◆ What the task requires
Extend the forum thread about parsing length-prefixed data with ANTLR, picking up after its last sentence.

◆ Text excerpt
Reputation: 379
I want to use Antlr4 to parse a format that stores the length of segments in the serialised form
For example, to parse: "6,Hello 5,World"
I tried to create a grammar like this
grammar myGrammar;
sequence:
(LEN ',' TEXT)*;
LEN: [0-9]+;
TEXT: // I dont know what to put in here but it should match LEN number of chars
Is this even possible with Antlr?
A real world example of this would be parsing the messagePack binary format which has several types that serialise the length of the data into the serialised form.
For example there is the str8:
str 8 stores a byte array whose length is upto (2^8)-1 bytes:
+--------+--------+========+
| 0xd9 |YYYYYYYY| data |
+--------+--------+========+
And str16 type
str16 stores a byte array whose length is upto (2^16)-1 bytes:
+--------+--------+--------+========+
| 0xda |ZZZZZZZZ|ZZZZZZZZ| data |
+--------+--------+--------+========+
In these examples the first byte identifies the type, then we have 1 byte for str8 and 2 bytes for str16 which contain the length of the data. Then finally there is the data.
I think a rule might look something like this but dont know how to match the right amount of data
str8 : '\u00d9' BYTE DATA ;
str16: '\u00da' BYTE BYTE DATA ;
BYTE : '\u0000'..'\u00FF' ;
DATA : ???
Upvotes: 0
Views: 513
Reputation: 241861
The data format you describe is usually called TLV (tag/type–length–value). TLV cannot be recognised with a regular expression (or even with a context-free grammar) so it's not usually supported by standard tokenisers.

◆ Listed records

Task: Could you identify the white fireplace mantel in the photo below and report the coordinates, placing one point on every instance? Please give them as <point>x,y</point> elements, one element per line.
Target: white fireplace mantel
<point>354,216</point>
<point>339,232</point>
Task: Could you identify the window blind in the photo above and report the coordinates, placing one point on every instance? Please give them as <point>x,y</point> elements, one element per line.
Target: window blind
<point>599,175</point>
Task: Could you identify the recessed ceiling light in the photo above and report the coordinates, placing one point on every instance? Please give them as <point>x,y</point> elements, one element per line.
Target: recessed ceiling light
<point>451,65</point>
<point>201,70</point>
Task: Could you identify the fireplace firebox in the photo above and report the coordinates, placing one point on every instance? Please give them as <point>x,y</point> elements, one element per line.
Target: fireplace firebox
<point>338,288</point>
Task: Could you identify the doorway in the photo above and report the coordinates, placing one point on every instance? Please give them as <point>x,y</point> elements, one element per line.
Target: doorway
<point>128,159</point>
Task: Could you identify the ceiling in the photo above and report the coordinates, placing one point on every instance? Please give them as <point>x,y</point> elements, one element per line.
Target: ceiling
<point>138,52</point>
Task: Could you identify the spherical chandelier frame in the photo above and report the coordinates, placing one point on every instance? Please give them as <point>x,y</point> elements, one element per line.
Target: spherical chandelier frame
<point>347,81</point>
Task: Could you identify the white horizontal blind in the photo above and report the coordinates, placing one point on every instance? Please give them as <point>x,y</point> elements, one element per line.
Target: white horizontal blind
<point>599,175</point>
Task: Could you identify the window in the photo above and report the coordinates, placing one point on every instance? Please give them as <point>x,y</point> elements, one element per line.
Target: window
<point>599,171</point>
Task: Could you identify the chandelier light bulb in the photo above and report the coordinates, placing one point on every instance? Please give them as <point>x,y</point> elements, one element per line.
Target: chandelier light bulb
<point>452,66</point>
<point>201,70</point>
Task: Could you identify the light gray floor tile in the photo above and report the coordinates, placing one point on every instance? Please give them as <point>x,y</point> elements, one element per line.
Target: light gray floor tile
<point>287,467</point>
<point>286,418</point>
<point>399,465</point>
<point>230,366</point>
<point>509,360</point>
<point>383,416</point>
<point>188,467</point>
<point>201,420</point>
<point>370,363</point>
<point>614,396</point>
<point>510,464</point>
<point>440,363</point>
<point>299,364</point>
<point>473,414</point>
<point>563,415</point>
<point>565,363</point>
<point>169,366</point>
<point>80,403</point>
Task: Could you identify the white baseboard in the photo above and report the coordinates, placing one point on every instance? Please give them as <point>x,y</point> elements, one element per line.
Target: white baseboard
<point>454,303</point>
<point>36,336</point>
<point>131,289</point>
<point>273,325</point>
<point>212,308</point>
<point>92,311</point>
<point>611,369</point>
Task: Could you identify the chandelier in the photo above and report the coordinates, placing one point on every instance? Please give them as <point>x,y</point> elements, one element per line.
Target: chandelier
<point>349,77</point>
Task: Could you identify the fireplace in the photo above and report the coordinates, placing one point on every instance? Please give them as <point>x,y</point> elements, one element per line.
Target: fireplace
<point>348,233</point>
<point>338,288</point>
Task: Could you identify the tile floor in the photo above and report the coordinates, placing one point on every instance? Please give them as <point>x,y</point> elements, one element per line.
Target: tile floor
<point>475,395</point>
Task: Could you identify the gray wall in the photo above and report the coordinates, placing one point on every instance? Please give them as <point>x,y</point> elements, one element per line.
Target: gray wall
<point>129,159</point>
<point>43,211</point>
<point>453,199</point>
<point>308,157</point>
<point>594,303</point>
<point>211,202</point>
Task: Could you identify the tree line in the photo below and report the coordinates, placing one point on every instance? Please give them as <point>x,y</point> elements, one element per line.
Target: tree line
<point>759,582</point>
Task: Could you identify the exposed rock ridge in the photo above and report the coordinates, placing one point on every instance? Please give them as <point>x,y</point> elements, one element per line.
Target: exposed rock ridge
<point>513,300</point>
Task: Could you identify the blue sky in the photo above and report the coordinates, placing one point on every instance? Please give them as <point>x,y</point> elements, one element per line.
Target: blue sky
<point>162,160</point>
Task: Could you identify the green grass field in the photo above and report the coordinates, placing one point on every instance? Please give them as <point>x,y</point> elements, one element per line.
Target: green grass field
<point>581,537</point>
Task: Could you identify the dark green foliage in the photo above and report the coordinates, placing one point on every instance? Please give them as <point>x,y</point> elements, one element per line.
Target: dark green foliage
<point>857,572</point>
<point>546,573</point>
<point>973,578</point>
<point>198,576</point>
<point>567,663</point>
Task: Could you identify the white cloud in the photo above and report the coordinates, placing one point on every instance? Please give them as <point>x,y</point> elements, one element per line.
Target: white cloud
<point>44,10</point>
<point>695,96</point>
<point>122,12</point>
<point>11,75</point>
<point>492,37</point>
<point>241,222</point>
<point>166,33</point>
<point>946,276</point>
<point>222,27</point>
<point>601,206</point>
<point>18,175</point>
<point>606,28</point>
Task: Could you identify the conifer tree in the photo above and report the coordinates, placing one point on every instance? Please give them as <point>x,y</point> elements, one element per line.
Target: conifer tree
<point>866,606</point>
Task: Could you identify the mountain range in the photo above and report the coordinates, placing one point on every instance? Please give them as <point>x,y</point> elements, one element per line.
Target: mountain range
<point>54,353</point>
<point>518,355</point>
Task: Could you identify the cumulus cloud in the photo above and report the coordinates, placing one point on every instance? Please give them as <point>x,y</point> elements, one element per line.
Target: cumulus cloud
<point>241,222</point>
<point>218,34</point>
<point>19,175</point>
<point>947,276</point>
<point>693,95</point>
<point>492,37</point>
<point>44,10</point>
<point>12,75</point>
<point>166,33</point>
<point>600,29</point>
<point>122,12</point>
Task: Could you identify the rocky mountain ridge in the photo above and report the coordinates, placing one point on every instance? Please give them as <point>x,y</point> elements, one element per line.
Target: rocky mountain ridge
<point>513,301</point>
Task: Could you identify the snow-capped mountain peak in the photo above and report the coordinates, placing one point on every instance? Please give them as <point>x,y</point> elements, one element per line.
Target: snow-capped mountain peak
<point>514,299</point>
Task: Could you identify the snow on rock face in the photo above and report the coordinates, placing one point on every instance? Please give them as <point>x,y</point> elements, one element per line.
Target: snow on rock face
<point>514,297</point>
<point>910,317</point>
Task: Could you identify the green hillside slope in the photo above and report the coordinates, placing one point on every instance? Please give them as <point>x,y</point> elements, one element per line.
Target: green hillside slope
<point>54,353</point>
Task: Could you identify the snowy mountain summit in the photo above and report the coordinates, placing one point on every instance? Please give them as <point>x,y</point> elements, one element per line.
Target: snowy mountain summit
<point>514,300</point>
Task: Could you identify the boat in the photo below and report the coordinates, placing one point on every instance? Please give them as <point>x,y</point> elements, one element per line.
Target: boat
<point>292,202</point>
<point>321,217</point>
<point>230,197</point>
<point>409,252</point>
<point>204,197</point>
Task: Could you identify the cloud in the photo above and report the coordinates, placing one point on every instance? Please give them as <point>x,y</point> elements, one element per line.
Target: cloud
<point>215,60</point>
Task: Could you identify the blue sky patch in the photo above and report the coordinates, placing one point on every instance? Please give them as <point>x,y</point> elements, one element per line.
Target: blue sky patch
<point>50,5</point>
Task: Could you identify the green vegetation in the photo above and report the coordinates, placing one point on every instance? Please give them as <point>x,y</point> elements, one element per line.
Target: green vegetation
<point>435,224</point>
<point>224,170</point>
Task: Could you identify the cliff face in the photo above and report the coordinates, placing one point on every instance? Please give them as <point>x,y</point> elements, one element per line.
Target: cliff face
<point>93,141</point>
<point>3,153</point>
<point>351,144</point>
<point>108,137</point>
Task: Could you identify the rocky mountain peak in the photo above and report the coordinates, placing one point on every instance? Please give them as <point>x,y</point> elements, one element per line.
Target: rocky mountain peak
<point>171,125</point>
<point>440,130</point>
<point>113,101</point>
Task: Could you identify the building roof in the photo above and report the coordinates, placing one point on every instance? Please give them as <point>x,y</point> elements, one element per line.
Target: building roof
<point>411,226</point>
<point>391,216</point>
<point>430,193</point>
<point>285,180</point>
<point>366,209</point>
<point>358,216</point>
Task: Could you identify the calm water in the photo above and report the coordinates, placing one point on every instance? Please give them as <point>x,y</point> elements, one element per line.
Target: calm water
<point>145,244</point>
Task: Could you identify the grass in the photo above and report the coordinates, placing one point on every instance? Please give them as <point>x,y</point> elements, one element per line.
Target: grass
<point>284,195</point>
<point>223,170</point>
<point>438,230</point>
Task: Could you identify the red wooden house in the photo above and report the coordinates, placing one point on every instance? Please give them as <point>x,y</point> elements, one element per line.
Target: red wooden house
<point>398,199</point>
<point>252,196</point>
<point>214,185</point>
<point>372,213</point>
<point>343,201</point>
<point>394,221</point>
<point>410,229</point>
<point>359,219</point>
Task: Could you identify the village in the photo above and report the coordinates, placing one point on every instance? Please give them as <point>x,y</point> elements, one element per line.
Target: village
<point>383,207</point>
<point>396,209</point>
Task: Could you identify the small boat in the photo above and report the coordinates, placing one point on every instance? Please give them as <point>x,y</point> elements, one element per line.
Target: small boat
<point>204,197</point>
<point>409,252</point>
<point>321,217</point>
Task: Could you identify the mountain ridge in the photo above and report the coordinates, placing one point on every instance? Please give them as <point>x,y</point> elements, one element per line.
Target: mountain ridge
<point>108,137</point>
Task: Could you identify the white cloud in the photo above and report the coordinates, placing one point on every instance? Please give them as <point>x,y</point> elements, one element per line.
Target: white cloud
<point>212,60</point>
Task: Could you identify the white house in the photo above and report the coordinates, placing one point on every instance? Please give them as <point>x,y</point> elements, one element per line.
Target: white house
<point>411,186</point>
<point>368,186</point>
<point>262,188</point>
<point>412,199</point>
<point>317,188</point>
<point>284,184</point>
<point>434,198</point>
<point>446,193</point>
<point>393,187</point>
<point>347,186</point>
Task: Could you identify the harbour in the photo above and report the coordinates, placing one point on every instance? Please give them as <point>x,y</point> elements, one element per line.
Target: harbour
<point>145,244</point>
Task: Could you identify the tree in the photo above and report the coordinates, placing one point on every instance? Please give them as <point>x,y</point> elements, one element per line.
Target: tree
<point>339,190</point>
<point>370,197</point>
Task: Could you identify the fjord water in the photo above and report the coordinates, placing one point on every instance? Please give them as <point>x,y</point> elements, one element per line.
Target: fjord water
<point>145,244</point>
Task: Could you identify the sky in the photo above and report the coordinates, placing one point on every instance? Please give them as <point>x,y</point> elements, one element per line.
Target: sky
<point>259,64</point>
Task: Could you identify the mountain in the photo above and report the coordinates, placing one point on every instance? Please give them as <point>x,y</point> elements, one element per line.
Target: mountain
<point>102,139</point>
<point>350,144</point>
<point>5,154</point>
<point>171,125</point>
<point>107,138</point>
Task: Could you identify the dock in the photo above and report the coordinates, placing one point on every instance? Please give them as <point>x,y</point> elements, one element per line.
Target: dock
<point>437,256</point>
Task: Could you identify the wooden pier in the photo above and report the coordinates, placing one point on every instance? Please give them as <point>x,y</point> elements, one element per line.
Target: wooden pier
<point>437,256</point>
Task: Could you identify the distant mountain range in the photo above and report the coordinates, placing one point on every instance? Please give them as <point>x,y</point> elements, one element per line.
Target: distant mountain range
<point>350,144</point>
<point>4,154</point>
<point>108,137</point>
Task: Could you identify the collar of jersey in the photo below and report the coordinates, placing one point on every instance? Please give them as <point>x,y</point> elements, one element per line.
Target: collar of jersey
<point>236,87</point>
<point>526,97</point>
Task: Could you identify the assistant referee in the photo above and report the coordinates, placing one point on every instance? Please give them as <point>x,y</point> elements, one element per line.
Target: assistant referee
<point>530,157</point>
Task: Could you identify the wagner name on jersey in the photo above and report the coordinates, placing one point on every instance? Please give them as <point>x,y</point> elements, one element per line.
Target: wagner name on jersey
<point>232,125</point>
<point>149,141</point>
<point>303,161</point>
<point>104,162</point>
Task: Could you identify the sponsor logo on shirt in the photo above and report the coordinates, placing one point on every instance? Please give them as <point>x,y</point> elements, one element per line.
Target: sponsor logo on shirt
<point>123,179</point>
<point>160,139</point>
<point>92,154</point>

◆ Result
Fortunately, it's easy to tokenise. Standard libraries may exist for particular formats, and some formats even have automated code generators for more efficient parsing. But you should be able to write a simple tokeniser for a particular format in a few lines of code.
Once you have writen the datastream tokeniser, you could use a parser generator like Antlr to build a datastructure from the parse, but it's rarely nevessary. Most TLV-encoded streams are simple sequences of components, although you occasionally run into formats (like Google protobufs or ASN.1) which include nested subsequences. Even with those, the parse is straight-forward (although for both of those examples, standard tools exist).
In any event, using context-free grammar tools like Antlr is rarely the simplest solution, because TLV formats are mostly order-independent. (If the order were fixed, the tags wouldn't be necessary.) Context-free grammars do not have any way of handling a language such as "at most one of A, B, C, D, and E in any order" other than enumerating the alternatives, of which there are an exponential number.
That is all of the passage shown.